TASK INSTRUCTIONS.
Find every line in the entries below that contains the word "instance" and copy each of those lines.

Data listing:
————————

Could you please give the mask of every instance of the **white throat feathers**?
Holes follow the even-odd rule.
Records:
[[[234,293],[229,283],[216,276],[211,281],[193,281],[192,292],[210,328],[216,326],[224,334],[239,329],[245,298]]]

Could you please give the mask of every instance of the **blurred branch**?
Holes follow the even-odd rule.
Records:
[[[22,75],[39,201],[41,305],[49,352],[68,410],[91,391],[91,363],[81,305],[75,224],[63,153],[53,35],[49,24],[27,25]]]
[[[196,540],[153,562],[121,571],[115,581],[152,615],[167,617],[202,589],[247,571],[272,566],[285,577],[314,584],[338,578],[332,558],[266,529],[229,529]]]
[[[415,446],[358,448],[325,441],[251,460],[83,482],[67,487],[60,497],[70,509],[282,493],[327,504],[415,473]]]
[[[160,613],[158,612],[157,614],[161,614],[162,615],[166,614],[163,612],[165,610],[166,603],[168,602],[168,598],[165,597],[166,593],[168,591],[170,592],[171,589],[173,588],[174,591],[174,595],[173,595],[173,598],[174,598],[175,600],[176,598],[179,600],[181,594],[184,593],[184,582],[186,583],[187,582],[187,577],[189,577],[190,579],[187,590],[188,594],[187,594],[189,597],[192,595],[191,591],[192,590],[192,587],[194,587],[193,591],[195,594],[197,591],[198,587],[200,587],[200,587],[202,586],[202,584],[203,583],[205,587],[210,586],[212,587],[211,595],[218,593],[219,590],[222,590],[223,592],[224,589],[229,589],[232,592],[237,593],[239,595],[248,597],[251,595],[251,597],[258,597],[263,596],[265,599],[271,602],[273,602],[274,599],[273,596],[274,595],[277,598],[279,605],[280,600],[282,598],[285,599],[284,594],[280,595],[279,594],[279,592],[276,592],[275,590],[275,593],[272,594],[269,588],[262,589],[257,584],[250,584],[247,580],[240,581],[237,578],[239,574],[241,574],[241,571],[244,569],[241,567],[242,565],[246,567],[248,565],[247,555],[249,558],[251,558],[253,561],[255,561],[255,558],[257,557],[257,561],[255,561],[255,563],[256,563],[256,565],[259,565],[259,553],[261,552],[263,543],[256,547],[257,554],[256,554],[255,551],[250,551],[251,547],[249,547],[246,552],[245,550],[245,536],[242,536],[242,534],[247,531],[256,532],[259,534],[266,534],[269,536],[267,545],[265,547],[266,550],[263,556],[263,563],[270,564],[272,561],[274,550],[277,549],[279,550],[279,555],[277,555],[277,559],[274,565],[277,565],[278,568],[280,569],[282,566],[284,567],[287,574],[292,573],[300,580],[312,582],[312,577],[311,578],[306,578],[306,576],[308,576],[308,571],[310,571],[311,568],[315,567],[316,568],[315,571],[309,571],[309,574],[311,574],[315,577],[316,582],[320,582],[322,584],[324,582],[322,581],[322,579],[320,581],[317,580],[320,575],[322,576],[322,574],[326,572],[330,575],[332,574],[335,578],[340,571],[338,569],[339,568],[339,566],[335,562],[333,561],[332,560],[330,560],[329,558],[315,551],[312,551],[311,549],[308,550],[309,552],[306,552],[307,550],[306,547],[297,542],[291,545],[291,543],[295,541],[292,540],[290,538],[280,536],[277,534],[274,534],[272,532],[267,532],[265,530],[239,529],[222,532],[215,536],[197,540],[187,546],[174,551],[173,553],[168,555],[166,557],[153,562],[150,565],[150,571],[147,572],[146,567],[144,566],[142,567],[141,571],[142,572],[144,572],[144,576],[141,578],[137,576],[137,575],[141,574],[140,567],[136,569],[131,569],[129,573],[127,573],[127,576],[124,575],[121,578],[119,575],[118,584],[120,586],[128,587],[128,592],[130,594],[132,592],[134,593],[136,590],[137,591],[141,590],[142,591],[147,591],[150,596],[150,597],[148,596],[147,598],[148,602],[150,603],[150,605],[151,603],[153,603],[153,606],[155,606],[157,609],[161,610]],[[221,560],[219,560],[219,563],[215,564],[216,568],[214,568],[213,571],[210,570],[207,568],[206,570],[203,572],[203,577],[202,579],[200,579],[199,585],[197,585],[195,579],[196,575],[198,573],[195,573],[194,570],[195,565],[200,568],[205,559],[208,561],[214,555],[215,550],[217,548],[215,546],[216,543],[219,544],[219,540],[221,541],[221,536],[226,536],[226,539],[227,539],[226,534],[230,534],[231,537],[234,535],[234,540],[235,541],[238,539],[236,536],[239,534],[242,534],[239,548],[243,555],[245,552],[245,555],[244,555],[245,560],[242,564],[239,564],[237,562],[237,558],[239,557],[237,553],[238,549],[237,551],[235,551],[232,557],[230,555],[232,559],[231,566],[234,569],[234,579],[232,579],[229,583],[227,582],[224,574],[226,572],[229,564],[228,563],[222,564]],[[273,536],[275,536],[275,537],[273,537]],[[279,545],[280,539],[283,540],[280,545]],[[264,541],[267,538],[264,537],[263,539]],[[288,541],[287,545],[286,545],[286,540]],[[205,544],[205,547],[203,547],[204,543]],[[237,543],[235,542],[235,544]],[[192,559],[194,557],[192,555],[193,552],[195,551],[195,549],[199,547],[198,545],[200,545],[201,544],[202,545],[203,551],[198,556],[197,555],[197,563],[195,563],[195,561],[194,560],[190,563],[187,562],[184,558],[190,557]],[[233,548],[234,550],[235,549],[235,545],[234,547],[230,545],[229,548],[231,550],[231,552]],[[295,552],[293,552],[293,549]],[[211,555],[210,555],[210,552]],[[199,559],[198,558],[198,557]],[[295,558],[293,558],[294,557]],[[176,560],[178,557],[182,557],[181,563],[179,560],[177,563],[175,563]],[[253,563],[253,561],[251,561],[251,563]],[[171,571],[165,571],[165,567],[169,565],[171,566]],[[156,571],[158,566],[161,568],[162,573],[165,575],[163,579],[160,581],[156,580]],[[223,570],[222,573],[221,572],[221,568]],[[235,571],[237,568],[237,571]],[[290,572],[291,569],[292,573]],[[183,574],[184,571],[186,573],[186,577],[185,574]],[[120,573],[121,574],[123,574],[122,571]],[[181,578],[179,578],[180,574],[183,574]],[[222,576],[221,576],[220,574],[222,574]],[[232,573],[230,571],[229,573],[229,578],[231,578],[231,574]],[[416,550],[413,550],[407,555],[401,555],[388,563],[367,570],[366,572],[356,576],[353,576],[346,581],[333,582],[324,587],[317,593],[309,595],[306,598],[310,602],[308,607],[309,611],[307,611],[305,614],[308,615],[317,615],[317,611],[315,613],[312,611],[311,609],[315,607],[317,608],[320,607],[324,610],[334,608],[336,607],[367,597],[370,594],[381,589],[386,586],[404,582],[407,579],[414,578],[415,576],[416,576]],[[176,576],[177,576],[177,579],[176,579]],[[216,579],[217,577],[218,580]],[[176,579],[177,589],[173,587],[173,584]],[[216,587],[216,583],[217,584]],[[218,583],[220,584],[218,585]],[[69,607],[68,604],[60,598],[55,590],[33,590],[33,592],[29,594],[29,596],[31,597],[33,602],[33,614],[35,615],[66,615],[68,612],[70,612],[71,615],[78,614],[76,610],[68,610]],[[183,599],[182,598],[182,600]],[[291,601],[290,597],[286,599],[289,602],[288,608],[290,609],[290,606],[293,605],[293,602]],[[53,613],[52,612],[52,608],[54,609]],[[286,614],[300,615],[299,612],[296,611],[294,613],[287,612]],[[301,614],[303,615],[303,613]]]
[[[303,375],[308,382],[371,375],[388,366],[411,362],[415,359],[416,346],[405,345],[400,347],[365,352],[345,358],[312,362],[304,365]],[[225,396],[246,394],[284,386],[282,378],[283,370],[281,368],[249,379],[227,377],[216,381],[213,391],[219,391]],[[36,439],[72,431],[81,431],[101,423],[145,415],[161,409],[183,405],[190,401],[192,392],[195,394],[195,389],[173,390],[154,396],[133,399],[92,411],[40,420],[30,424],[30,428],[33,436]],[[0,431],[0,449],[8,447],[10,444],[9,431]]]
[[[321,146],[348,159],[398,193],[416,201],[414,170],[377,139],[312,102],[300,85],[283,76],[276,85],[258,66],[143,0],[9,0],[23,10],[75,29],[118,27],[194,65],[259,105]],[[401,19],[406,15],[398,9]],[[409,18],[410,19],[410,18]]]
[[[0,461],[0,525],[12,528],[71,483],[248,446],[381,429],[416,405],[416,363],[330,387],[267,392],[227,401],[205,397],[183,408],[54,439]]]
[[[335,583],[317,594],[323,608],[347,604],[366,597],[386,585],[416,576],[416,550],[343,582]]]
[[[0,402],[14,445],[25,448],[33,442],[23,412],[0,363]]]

————————

FINISHED EXERCISE.
Could you please give the mask of every instance of the **white throat feathers**?
Could you please give the mask of every instance of the **blurred branch**?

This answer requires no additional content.